◆ **Texto de lectura**:
* * * * *
Futuro

 

Acusar es fácil. Probar la acusación es muy difícil. Por cierto, no cuesta nada unir ambas cosas cuando te pillan in fraganti. Pero esas ocasiones son bastante efímeras y, casi siempre, tienen que ver con delitos de pasada: robos en lugar habitado, hurtos a la carrera, una imprudencia automovilística captada en cámaras callejeras, un asalto relámpago a un servicentro registrado en las cámaras de seguridad del establecimiento. A este conjunto de posibilidades de ser pillado en el acto, haciendo más fácil la prueba del delito, se ha sumado desde hace algún tiempo el registro espontáneo de eventos inesperados, llevado a cabo por decenas de testigos casuales, que levantaron sus celulares y grabaron lo que ocurría. El Bautizazo del Mago Valdivia; el diálogo de un maltrecho Arturo Vidal y un policía probo, luego de estrellar el primero su Ferrari; las imágenes de centenares de barras bravas peleando en un estadio como si estuvieran en el patio de una cárcel, por nombrar tres de corte futbolístico, tuvieron en un video en vivo o a tiempo las pruebas necesarias para desmentir las adulteradas primeras versiones de sus protagonistas.
* * * * *
Registros de datos
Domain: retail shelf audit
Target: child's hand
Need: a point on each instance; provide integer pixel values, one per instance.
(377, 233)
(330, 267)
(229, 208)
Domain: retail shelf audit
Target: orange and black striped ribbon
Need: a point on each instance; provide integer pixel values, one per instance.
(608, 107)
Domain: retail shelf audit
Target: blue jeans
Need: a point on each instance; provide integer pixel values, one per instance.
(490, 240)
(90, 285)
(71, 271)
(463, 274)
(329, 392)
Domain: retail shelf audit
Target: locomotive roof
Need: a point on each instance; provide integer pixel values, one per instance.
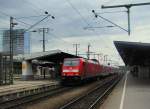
(134, 53)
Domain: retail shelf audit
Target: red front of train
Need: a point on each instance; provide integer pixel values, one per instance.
(80, 68)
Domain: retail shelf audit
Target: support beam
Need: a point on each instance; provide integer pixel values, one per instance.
(27, 73)
(127, 6)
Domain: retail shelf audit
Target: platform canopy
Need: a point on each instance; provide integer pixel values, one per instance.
(134, 53)
(51, 56)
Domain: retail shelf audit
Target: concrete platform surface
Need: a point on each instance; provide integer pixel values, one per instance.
(132, 94)
(25, 85)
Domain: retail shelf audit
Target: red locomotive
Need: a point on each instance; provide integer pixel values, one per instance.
(81, 69)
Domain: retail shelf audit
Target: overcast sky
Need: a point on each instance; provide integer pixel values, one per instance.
(71, 17)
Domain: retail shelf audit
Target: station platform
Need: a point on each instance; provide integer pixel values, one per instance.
(25, 88)
(24, 85)
(130, 93)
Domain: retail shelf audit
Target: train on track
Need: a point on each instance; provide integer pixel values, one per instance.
(79, 69)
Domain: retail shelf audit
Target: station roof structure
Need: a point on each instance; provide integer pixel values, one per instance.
(134, 53)
(51, 56)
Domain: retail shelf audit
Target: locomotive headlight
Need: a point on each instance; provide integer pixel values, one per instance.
(65, 70)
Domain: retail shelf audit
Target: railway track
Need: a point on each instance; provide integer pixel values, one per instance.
(17, 103)
(93, 97)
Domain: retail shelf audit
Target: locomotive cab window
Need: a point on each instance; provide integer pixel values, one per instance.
(71, 62)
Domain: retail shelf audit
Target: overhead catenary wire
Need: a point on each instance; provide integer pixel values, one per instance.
(82, 17)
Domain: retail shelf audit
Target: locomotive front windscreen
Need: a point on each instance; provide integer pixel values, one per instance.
(71, 62)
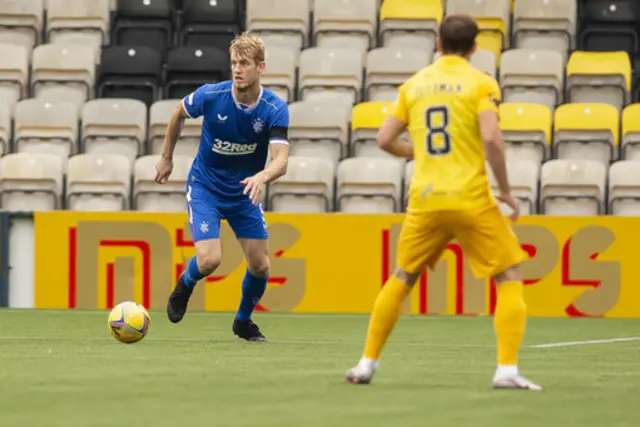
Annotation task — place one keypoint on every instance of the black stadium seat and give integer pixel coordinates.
(130, 72)
(609, 25)
(209, 23)
(190, 67)
(144, 23)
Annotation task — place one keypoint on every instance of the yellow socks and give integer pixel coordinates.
(509, 322)
(386, 311)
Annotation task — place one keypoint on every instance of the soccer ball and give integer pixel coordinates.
(129, 322)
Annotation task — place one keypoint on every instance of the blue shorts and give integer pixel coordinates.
(206, 210)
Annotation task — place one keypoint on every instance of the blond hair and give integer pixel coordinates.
(249, 46)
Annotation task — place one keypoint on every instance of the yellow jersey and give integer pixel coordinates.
(440, 106)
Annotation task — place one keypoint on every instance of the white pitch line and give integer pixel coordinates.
(586, 342)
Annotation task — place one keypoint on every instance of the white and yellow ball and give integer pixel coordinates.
(129, 322)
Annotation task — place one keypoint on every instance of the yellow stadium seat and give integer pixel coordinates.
(366, 119)
(526, 129)
(603, 77)
(587, 131)
(493, 18)
(410, 23)
(631, 132)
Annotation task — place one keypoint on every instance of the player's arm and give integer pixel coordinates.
(394, 125)
(176, 122)
(489, 124)
(190, 106)
(279, 151)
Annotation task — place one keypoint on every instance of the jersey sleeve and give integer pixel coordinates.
(489, 96)
(400, 110)
(279, 126)
(193, 103)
* * * * *
◆ **Consigna A**:
Responda brevemente, a partir del texto sobre la prueba de los delitos:
(i) ¿Qué se afirma que es fácil y qué se afirma que es muy difícil?
(ii) ¿Quiénes llevan a cabo el registro espontáneo de eventos inesperados?
(iii) ¿Qué automóvil estrelló Arturo Vidal?
◆ **Consigna B**:
Prosiga el texto sobre la prueba de los delitos a partir de su última oración.
Los ítems constituyen un material independiente del texto.

◆ **Respuesta A**:
(i) Acusar es fácil; probar la acusación es muy difícil.
(ii) Decenas de testigos casuales, que levantaron sus celulares y grabaron lo que ocurría.
(iii) Su Ferrari.

◆ **Respuesta B**:
Levantar un celular y grabar un suceso en un escenario público es hoy algo frecuente y extendido a toda la población. Y esto sólo tiende a aumentar. Es cosa de preguntarle a los editores de noticiarios de televisión, qué porcentaje de las noticias duras que emiten a diario proviene hoy de “reporteros ciudadanos”, “cazanoticias” y toda una nueva nomenclatura, para identificar al testigo espontáneo con capacidad para registrar y difundir lo que vio.
Todos los sucesos descritos anteriormente y muchos más del mismo tenor tienen una característica fundamental, que en periodismo se llama “oportunidad de imagen”. Son cosas que se pueden registrar porque pasan mayoritariamente en el ámbito del espacio público. Si pasan en un recinto privado y éste tiene cámaras activas, ellas generan la oportunidad de imagen que se necesita para captar la situación. Desde un punto de vista de la transparencia de los actos en sociedad, no cabe duda que hoy tenemos la posibilidad de ver y saber más cosas sobre hechos súbitos de alto impacto.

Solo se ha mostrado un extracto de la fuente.